本文抜粋
読書の厄介なところは、読み易い翻訳物はチト怪しいことである〇 o 。.~~━u( ゚̄  ̄=)プハァ
原文から修飾や形容など削ぎ落としてスッキリさせたから読み易い訳になったのかも(@_@;)

【読んだ本】

原田敏明&高橋貢(訳)『東洋文庫97 日本霊異記』(平凡社,1967)

中田祝夫(全訳注)『日本霊異記(上)』(講談社学術文庫,1978)から『日本霊異記』上巻26話の
冒頭部分の訓み下し文と現代語訳を引く〇 o 。.~~━u( ゚̄  ̄=)プハァ

    /大皇后の天皇のみ代に、百済の禅師有りき。名をば多羅常[たらじゃう]と
    曰[い]ひき。高市郡の部内の法器山寺に住みき。・・・

    /持統天皇の御代に、百済の国出身の高僧がいた。名を多羅常といった。

(座標注釈記録)

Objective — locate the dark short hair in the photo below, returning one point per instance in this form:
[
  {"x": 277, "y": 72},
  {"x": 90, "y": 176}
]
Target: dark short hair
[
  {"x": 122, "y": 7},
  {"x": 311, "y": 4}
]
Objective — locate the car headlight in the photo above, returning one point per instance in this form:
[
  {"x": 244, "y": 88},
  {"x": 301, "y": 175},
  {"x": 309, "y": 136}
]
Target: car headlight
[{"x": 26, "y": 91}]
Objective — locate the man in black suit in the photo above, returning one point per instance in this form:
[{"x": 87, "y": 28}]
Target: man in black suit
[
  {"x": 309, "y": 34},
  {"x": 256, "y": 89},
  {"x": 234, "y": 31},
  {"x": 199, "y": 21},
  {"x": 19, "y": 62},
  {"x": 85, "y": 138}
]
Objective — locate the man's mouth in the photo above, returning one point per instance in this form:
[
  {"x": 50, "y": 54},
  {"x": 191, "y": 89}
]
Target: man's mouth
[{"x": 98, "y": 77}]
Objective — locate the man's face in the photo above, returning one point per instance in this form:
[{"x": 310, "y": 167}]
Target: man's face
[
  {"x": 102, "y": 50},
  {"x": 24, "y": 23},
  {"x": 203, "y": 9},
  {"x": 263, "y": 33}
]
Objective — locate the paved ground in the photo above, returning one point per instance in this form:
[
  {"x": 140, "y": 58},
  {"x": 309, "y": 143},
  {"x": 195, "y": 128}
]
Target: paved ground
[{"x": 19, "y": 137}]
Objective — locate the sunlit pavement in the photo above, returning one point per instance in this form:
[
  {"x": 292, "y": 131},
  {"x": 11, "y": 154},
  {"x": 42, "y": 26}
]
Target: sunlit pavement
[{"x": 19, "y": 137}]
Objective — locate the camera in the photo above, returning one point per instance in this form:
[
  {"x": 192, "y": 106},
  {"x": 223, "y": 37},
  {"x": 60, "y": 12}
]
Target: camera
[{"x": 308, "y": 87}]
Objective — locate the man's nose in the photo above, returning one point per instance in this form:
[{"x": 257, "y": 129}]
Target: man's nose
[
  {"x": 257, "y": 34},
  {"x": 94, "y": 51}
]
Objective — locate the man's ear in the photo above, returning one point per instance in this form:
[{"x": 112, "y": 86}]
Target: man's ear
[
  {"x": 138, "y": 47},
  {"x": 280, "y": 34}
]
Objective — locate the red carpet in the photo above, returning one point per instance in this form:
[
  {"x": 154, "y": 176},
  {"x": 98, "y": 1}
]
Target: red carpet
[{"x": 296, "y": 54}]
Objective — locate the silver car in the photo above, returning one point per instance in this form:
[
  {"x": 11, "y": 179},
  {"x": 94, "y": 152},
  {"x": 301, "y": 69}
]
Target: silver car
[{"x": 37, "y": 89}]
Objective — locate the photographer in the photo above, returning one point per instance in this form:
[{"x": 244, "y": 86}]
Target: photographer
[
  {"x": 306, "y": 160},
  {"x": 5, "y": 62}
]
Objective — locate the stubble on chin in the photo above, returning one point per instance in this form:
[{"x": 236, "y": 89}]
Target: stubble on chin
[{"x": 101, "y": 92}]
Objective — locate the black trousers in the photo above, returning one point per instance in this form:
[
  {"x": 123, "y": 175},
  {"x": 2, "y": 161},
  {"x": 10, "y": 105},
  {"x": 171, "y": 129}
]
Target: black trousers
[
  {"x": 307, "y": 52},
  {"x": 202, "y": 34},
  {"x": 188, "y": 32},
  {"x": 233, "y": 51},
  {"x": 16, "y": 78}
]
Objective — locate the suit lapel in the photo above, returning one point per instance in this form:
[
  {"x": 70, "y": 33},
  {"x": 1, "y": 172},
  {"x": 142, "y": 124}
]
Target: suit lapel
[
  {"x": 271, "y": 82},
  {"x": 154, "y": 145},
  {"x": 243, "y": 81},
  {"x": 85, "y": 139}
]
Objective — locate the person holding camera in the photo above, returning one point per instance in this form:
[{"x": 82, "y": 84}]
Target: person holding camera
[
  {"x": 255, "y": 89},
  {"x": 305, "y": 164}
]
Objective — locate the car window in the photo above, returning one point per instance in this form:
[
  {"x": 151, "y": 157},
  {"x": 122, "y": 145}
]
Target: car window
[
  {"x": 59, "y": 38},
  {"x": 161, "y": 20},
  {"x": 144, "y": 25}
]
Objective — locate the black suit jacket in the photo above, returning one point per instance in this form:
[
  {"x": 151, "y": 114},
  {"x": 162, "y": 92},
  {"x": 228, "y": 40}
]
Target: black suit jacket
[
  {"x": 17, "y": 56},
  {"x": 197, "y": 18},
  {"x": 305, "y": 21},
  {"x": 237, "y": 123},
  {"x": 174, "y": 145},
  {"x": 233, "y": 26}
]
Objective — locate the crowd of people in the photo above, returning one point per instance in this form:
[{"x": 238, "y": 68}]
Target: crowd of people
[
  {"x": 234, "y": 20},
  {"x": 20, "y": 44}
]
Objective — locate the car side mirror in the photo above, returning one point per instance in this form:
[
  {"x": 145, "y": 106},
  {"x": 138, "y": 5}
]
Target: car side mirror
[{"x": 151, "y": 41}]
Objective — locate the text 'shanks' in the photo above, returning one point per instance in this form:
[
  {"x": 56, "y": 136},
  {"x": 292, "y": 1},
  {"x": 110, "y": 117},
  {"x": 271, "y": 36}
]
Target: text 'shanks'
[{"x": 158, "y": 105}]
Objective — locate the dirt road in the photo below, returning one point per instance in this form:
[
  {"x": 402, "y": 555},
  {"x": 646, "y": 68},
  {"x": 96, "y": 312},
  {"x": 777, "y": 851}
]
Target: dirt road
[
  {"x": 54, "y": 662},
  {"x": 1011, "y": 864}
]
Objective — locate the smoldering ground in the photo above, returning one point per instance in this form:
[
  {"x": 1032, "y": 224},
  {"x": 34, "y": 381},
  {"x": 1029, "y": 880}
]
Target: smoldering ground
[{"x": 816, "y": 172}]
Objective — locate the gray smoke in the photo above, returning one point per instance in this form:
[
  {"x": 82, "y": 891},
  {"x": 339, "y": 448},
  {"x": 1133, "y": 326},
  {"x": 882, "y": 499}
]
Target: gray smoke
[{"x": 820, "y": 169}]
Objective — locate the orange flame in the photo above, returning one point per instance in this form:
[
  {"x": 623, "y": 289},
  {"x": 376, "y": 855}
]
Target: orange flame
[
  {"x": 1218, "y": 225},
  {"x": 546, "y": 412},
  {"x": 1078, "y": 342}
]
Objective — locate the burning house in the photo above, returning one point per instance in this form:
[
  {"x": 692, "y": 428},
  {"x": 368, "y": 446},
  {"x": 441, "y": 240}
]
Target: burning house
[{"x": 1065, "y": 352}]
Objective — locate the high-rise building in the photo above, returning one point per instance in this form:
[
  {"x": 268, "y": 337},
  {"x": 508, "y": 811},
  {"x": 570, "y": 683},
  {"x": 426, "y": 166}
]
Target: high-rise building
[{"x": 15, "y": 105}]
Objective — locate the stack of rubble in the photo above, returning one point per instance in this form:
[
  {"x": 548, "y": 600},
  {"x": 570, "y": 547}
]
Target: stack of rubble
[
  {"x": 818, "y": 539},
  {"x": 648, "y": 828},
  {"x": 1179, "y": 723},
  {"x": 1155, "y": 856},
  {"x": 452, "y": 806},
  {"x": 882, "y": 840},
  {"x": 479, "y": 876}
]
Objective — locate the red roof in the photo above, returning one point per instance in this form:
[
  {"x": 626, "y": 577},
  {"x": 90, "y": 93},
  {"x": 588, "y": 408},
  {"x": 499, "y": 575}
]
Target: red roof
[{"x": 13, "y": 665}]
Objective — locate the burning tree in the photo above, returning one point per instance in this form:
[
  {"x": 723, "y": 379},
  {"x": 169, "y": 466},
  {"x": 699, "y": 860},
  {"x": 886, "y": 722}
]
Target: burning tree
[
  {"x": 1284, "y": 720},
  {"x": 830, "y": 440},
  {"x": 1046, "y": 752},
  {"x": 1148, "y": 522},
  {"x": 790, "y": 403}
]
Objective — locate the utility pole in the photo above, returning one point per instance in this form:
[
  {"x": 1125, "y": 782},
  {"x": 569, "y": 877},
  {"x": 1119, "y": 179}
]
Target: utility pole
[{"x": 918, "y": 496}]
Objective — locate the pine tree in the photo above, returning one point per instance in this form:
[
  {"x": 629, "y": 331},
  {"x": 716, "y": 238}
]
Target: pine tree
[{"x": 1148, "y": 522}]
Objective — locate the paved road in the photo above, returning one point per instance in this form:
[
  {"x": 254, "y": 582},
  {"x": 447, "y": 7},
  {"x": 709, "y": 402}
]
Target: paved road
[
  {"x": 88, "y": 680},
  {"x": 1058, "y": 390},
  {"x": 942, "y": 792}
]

取り組む課題
A) 本文抜粋について、次の問いに答えなさい。
(i) 原田敏明・高橋貢訳『東洋文庫97 日本霊異記』を刊行した出版社と刊行年は何か。
(ii) 訓み下し文と現代語訳が引かれているのは、『日本霊異記』上巻の第何話の冒頭部分か。
(iii) 多羅常が住んでいた寺は、訓み下し文で何と記されているか。
B) 座標注釈の一覧を、「Objective — locate the stack」を含む行から一覧の最後まで書き換えなさい。「instance」をすべて「occurrence」に置き換え、ほかは一切変えずに、その範囲だけを示すこと。

課題の解答
A)
(i) 平凡社、1967年
(ii) 第26話
(iii) 高市郡の部内の法器山寺

B)
Objective — locate the stack of rubble in the photo above, returning one point per occurrence in this form:
[
  {"x": 548, "y": 600},
  {"x": 570, "y": 547}
]
Target: stack of rubble
[
  {"x": 818, "y": 539},
  {"x": 648, "y": 828},
  {"x": 1179, "y": 723},
  {"x": 1155, "y": 856},
  {"x": 452, "y": 806},
  {"x": 882, "y": 840},
  {"x": 479, "y": 876}
]
Objective — locate the red roof in the photo above, returning one point per occurrence in this form:
[
  {"x": 626, "y": 577},
  {"x": 90, "y": 93},
  {"x": 588, "y": 408},
  {"x": 499, "y": 575}
]
Target: red roof
[{"x": 13, "y": 665}]
Objective — locate the burning tree in the photo above, returning one point per occurrence in this form:
[
  {"x": 723, "y": 379},
  {"x": 169, "y": 466},
  {"x": 699, "y": 860},
  {"x": 886, "y": 722}
]
Target: burning tree
[
  {"x": 1284, "y": 720},
  {"x": 830, "y": 440},
  {"x": 1046, "y": 752},
  {"x": 1148, "y": 522},
  {"x": 790, "y": 403}
]
Objective — locate the utility pole in the photo above, returning one point per occurrence in this form:
[
  {"x": 1125, "y": 782},
  {"x": 569, "y": 877},
  {"x": 1119, "y": 179}
]
Target: utility pole
[{"x": 918, "y": 496}]
Objective — locate the pine tree in the photo above, returning one point per occurrence in this form:
[
  {"x": 629, "y": 331},
  {"x": 716, "y": 238}
]
Target: pine tree
[{"x": 1148, "y": 522}]
Objective — locate the paved road in the photo above, returning one point per occurrence in this form:
[
  {"x": 254, "y": 582},
  {"x": 447, "y": 7},
  {"x": 709, "y": 402}
]
Target: paved road
[
  {"x": 88, "y": 680},
  {"x": 1058, "y": 390},
  {"x": 942, "y": 792}
]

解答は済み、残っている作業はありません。